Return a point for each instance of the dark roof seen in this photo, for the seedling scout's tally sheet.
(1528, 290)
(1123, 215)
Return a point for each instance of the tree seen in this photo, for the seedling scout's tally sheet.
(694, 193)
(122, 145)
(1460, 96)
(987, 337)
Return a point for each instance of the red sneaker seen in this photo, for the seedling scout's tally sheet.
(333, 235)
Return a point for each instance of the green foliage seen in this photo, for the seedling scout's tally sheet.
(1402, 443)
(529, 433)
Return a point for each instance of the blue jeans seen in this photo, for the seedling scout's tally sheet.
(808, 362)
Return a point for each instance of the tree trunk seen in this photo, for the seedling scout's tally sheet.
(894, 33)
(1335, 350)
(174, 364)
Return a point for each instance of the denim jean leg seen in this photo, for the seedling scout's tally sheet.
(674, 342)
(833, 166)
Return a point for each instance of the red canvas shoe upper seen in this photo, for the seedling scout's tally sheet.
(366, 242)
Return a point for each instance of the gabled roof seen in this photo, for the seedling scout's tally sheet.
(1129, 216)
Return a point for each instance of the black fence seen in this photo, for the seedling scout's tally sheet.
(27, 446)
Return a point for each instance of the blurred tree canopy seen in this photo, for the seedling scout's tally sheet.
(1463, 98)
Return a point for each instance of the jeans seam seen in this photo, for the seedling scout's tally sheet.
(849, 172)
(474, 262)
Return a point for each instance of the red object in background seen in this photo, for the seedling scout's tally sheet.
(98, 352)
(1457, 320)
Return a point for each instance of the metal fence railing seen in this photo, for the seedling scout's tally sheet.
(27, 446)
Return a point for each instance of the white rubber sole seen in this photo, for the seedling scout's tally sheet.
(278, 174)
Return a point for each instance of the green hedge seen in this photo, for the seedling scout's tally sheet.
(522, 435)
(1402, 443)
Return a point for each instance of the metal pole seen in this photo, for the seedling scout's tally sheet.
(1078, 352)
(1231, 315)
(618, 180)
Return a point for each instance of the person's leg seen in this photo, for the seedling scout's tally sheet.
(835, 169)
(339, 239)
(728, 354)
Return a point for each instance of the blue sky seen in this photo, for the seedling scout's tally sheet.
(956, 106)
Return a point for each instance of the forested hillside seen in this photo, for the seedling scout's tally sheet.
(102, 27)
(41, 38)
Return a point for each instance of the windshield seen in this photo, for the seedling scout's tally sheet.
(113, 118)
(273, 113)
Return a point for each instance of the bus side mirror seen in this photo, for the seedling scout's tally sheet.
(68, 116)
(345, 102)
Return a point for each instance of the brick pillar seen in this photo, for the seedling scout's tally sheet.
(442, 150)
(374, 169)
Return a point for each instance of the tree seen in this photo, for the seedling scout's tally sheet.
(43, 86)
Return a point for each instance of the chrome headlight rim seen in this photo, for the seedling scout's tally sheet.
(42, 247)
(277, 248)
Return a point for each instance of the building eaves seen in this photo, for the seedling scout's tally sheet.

++++++++++

Go through the listing above and reproduce all of it exactly.

Return a point for each instance of the dark roof seen in this photo, for the seedling scout's tally sheet.
(1528, 290)
(1123, 215)
Return a point for each instance of the tree seen in this photo, for the seedling scout's tally sheet.
(694, 193)
(122, 145)
(1460, 96)
(987, 337)
Return a point for each instance of the red sneaker seen in this photo, for the seedling scout's tally sheet.
(333, 235)
Return a point for each instance of the green foliage seen in this photo, for the seedling scout's tally sheet.
(1402, 443)
(529, 433)
Return a point for each instance of the blue jeans seen in this photo, for the seedling scout's tally sheet.
(808, 362)
Return a point for each instance of the tree trunk seen in this photo, for the seedling scout's tally sheet.
(894, 33)
(1335, 350)
(174, 364)
Return a point for each instance of the denim jean leg seen in this photo, for the seedling scout's tally sheet.
(674, 342)
(833, 166)
Return a point for each instance of the red canvas shoe upper seen in this photo, for the seedling scout's tally sheet.
(366, 242)
Return a point for each instance of the gabled roof seen in this photo, for the seedling scout's tally sheet.
(1129, 216)
Return a point for each instance of the black fence seen in this photo, for the seedling scout's tally sheet.
(27, 446)
Return a point for each instance of the blurred tree canopy seen in this photo, for the seedling scout's tally sheet.
(1463, 98)
Return a point for each instance of the jeans seam seen in this photo, for the seedling scout's tally sheet.
(849, 172)
(474, 262)
Return a point for each instance of the red object in background seen in this photo, for the seedling scout's tally sheet.
(98, 352)
(1457, 320)
Return a point for each instance of the metal fence railing seen in this photo, for the seedling scout's tally sheet.
(27, 446)
Return a point for each instance of the white rubber sole seen in this photo, for the seedling scout's tally sheet.
(278, 174)
Return a point for each instance of the green hedge seen in this photo, for the seedling scout's tally sheet.
(522, 435)
(1402, 443)
Return a point for each instance of the metal pole seen in this photo, for the seedling scout's tally sheet.
(1078, 352)
(1231, 315)
(618, 180)
Return a point for each instance of the person's leg seen in this photo, for the seedling scout's tally sheet.
(835, 169)
(339, 239)
(728, 354)
Return a point for each instance of the blue sky seen in this photo, for the seedling scout's tally sheet.
(956, 106)
Return a point for each instance of the forested hillside seen in this photo, for the seedling scout's tally sheet.
(102, 27)
(41, 38)
Return a point for each instance of the windshield seen in this photo, for the seedling scout's tally sheet.
(113, 118)
(273, 113)
Return a point for each instance of the bus side mirror seen in this photo, for the seedling scout's tally sheet.
(68, 116)
(345, 102)
Return a point for each instance of the brick pillar seen in this photo, for the seedling scout's tally sheet.
(442, 150)
(374, 169)
Return a point for each instance of the tree seen in this photo, for the seedling scout's tally sheet.
(43, 86)
Return a point for each instance of the chrome headlight rim seen in this photo, for the seedling scout's tally sheet.
(42, 247)
(277, 248)
Return a point for each instance of the building eaves seen in this photo, for the seedling scout's tally sheet.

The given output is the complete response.